#### [ИЗВЛЕЧЁННЫЙ ТЕКСТ]
Один — страница 846 из 1277

«Связь между этикой и эстетикой — она как бы не для всех? С какого момента она становится очевидной, по-вашему?»

Я бы не сказал, что связь, Дима. Я бы сказал, что это превалирование эстетики над этикой, потому что этику каждый конструирует по-своему. В эстетике есть вещи более или менее бесспорные. Кстати говоря, и Синявский, вот он очень точно когда-то сказал: «Всегда можно уговорить себя в этическом вопросе, а в эстетическом — нельзя». И как бы ни ломались копья в эстетике (а они всегда ломаются очень жёстко), там, по крайней мере, есть бескомпромиссность, потому что там ясно, где гений. Есть вещи спорные, типа «Чёрного квадрата», но «Улисс» бесспорен. Ну, масштаб его бесспорен, по крайней мере, масштаб новизны в том числе. Поэтому эстетика для меня — она критерий, что ли, более наглядный, более абсолютный. Эстетика вывезет всегда. Во многом здесь я тоже, конечно, ученик Синявского. И его эстетизм — такой несколько, может быть, радикальный по-христиански — он для меня чрезвычайно привлекателен.

«Почему в СССР не гастролировали западноевропейские рокеры? Ведь очень легко было бы сказать, что хиппи против американского империализма, а панки против Британской монархии, а металлисты против религиозного опиума».

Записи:

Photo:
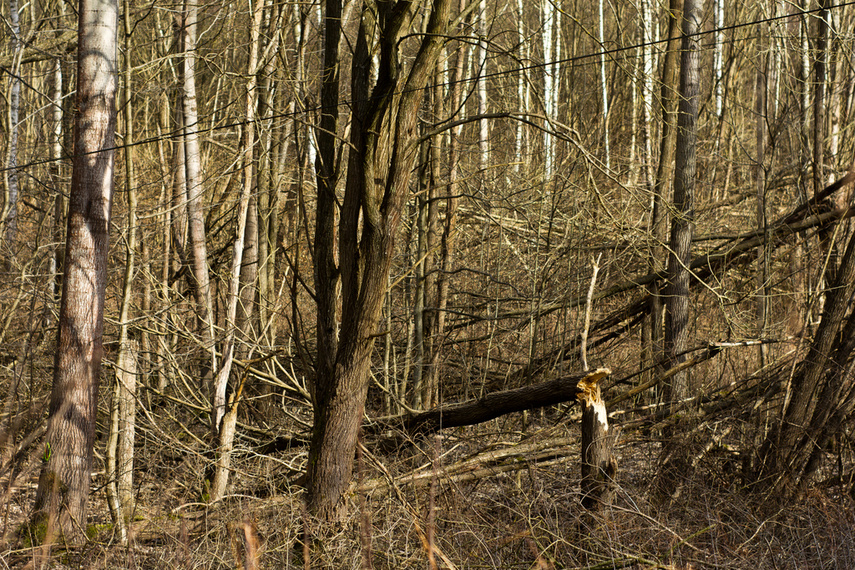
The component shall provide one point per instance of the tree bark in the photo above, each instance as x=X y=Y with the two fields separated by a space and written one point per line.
x=225 y=416
x=497 y=404
x=64 y=482
x=682 y=222
x=10 y=204
x=193 y=178
x=599 y=466
x=379 y=171
x=664 y=175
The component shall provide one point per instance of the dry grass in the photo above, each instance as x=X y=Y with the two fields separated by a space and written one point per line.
x=525 y=517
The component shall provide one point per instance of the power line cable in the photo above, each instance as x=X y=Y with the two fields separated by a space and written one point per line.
x=573 y=59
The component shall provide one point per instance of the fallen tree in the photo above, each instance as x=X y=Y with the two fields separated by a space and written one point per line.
x=496 y=404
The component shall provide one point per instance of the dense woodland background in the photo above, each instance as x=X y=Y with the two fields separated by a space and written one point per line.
x=545 y=156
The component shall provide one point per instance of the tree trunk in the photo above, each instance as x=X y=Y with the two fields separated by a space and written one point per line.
x=225 y=417
x=682 y=222
x=64 y=482
x=124 y=393
x=599 y=466
x=664 y=174
x=379 y=170
x=10 y=204
x=193 y=178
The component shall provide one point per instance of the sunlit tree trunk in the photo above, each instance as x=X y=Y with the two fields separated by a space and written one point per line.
x=604 y=88
x=10 y=204
x=64 y=482
x=664 y=175
x=120 y=451
x=225 y=413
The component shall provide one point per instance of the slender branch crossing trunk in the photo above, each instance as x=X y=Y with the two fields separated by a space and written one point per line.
x=64 y=482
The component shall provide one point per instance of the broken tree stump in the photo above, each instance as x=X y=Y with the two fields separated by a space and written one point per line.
x=598 y=463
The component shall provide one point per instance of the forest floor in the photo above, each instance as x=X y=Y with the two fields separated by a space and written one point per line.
x=482 y=497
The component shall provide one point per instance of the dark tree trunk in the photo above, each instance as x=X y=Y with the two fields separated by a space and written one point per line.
x=64 y=482
x=682 y=222
x=381 y=161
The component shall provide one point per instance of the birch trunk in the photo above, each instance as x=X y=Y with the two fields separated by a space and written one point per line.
x=682 y=223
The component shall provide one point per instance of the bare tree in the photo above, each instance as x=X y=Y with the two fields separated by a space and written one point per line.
x=64 y=482
x=682 y=223
x=384 y=141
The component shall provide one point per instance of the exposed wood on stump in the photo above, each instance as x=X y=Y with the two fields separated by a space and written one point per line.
x=598 y=464
x=501 y=403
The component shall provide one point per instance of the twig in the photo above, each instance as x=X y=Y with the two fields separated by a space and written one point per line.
x=588 y=303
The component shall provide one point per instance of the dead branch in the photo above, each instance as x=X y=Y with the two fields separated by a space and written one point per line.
x=498 y=404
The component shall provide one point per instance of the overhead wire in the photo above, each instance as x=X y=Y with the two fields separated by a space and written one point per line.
x=534 y=66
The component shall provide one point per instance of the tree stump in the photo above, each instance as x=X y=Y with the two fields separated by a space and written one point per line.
x=598 y=463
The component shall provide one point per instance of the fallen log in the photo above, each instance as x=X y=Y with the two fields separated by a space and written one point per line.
x=497 y=404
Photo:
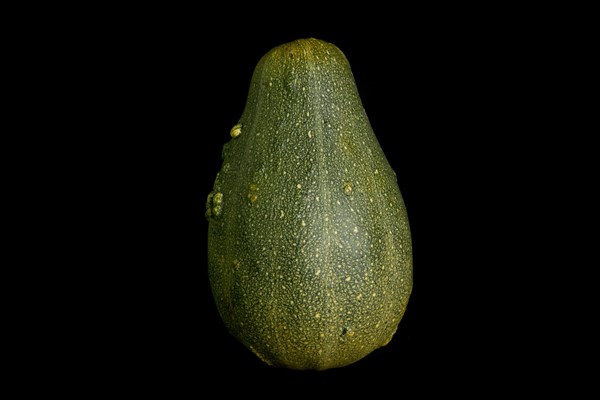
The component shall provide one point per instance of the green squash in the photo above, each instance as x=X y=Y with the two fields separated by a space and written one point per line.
x=309 y=247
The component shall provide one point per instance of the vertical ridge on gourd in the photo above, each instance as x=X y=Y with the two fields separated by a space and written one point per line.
x=310 y=255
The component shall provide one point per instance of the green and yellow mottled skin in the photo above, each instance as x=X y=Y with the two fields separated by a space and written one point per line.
x=310 y=256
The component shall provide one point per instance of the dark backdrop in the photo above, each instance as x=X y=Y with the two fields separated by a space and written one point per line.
x=167 y=91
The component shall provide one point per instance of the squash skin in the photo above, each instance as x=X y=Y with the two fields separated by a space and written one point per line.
x=309 y=245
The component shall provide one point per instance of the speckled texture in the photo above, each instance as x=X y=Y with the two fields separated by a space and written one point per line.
x=310 y=256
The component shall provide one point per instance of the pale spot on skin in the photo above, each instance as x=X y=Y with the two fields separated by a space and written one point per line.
x=236 y=131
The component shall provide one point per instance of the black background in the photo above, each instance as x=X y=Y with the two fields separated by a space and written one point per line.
x=159 y=94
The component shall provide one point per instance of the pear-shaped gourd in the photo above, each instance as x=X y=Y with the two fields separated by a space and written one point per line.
x=309 y=247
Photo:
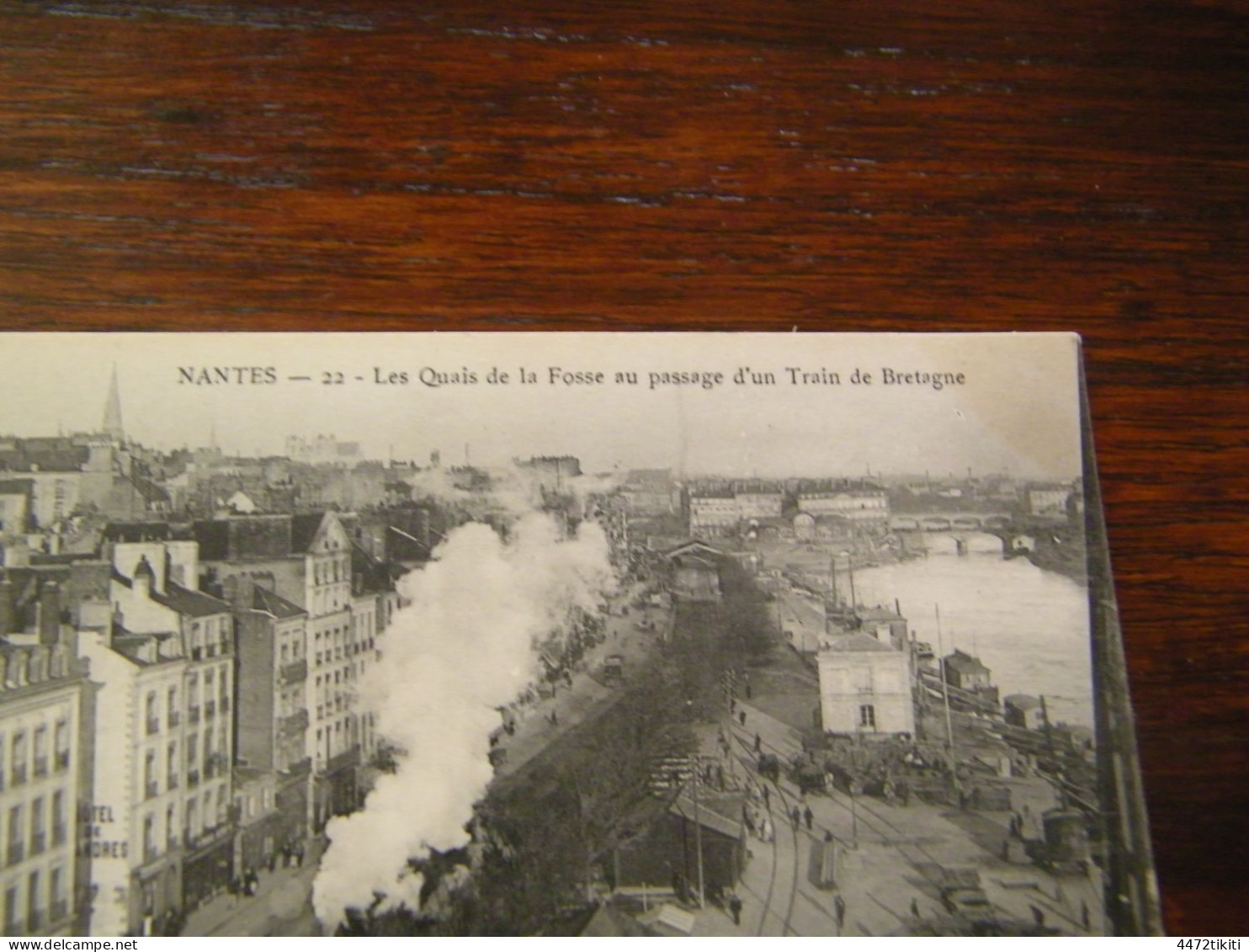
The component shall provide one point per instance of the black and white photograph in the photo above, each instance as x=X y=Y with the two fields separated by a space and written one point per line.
x=560 y=635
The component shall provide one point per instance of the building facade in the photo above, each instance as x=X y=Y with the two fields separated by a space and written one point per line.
x=864 y=688
x=44 y=721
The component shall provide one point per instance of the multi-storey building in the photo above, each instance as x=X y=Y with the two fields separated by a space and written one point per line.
x=306 y=560
x=861 y=503
x=160 y=835
x=45 y=720
x=714 y=513
x=864 y=688
x=273 y=774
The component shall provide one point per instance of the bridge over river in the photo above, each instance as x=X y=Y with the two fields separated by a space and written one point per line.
x=951 y=521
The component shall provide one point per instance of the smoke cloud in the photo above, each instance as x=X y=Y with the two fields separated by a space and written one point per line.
x=461 y=649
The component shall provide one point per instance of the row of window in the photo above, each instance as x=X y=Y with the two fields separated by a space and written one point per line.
x=215 y=763
x=34 y=827
x=36 y=901
x=203 y=816
x=327 y=572
x=336 y=737
x=29 y=756
x=211 y=637
x=214 y=697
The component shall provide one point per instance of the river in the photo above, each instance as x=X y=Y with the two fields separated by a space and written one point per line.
x=1028 y=625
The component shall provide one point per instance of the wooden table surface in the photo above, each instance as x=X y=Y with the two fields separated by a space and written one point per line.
x=748 y=164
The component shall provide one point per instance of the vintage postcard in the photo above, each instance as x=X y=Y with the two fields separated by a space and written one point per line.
x=559 y=634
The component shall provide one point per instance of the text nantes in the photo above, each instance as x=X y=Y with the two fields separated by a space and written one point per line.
x=234 y=376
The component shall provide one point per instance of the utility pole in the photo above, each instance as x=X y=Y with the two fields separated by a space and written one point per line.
x=702 y=902
x=944 y=689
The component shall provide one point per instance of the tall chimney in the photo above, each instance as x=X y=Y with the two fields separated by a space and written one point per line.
x=49 y=613
x=5 y=605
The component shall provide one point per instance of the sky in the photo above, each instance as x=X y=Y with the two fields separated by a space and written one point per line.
x=1017 y=409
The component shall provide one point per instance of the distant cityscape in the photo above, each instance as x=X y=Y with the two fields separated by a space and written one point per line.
x=181 y=636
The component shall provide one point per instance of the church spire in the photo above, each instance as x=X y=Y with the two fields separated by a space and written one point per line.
x=113 y=410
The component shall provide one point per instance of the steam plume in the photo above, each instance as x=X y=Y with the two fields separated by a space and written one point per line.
x=461 y=649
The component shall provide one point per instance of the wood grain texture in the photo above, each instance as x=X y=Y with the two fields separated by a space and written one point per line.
x=750 y=164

#### [ВАШИ ЗАДАНИЯ]
• a. Изложите текст об этике и эстетике в двух предложениях.
• b. Продолжите текст об этике и эстетике с того места, на котором он заканчивается.

#### [ОТВЕТЫ НИЖЕ]
• a. Отвечающий видит не связь, а превалирование эстетики над этикой: этику каждый конструирует по-своему, а в эстетике есть вещи бесспорные, и, по словам Синявского, в этическом вопросе себя уговорить можно, а в эстетическом нельзя. Поэтому эстетика служит для него более наглядным и абсолютным критерием, а радикальный по-христиански эстетизм Синявского ему чрезвычайно привлекателен.

• b.
Вот видите, Митя, это интересный вопрос. На самом деле они были, наверное, ещё опаснее для советской власти. А почему в СССР вообще не очень «прикармливали» левое искусство? А почему американские нонконформисты вызывали здесь известную оторопь? Почему Боб Дилан, пацифист, не был постоянным гостем Советского Союза, а для того, чтобы привезти Бреля, требовалось влияние и пробивные способности Евтушенко (если брать французов)? Дело в том, что Q-фактор — «фактор качества», как это ещё называется — это в СССР всегда было под большим подозрением, потому что талантливый и честный художник, даже если он приезжал «оттуда», он ведь не ограничивался никогда разоблачением своей родины, он начинал честно говорить ещё и о том, что видел здесь.

Мне кажется, они наиболее сильно обожглись на Андре Жиде. Была известная эпиграмма, приписывавшаяся всем острякам эпохи, начиная со Стенича и кончая Олешей: «Ах, как бы сей еврей не оказался Жидом», — эпиграмма на Фейхтвангера. После жидовского возвращения в СССР слово «жид» приобрело здесь дополнительный ругательный смысл. Можно было бы призвать «борцов с империализмом» и показать им Россию, но они увидели бы здесь такое лицемерие, что тоже бы, скорее всего, молчать бы об этом не стали. Такое есть ощущение. Хотя, конечно, и «битлы» бы вполне, я думаю, приехали. «Back to the U.S.S.R.» [«Back in the U.S.S.R.»].

«В каких ещё странах тема писателей-эмигрантов является одной из важнейших? Или это наша национальная особенность?»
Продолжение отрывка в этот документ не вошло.